Exercise requirements >> A faithful copy of the entries is required, with no images in it.

(Data entries)
* * * *
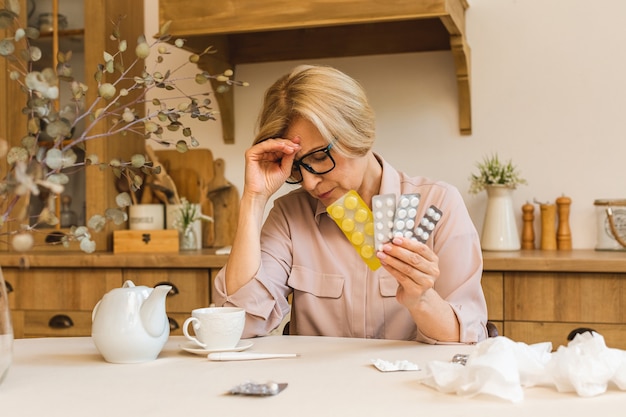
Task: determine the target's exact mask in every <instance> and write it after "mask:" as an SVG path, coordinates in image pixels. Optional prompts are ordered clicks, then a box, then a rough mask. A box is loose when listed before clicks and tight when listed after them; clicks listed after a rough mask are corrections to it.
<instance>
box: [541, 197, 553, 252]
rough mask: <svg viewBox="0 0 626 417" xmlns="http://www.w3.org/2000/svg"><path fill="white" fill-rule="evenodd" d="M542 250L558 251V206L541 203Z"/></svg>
mask: <svg viewBox="0 0 626 417" xmlns="http://www.w3.org/2000/svg"><path fill="white" fill-rule="evenodd" d="M539 211H540V213H541V249H543V250H556V204H547V203H545V204H544V203H540V204H539Z"/></svg>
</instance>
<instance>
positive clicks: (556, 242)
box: [556, 196, 572, 250]
mask: <svg viewBox="0 0 626 417" xmlns="http://www.w3.org/2000/svg"><path fill="white" fill-rule="evenodd" d="M571 204H572V199H571V198H569V197H565V196H561V197H559V198H557V199H556V205H557V209H558V215H559V223H558V228H557V232H556V243H557V249H559V250H571V249H572V233H571V231H570V227H569V209H570V205H571Z"/></svg>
* * * *
Finished exercise >>
Task: determine the target's exact mask in every <instance> and write it after "mask:" as an SVG path, coordinates in image pixels. Optional prompts are ordered clicks, then a box, then a rough mask. A box is loose when listed before clicks and tight when listed after them; clicks listed after a rough mask are corrections to it.
<instance>
box: [541, 197, 553, 252]
rough mask: <svg viewBox="0 0 626 417" xmlns="http://www.w3.org/2000/svg"><path fill="white" fill-rule="evenodd" d="M542 250L558 251V206L541 203Z"/></svg>
mask: <svg viewBox="0 0 626 417" xmlns="http://www.w3.org/2000/svg"><path fill="white" fill-rule="evenodd" d="M539 211H540V213H541V249H543V250H556V204H547V203H545V204H544V203H540V204H539Z"/></svg>
</instance>
<instance>
positive clicks: (556, 242)
box: [556, 196, 572, 250]
mask: <svg viewBox="0 0 626 417" xmlns="http://www.w3.org/2000/svg"><path fill="white" fill-rule="evenodd" d="M571 204H572V199H571V198H569V197H565V196H561V197H559V198H557V199H556V205H557V209H558V215H559V223H558V228H557V232H556V243H557V249H559V250H571V249H572V233H571V231H570V227H569V209H570V205H571Z"/></svg>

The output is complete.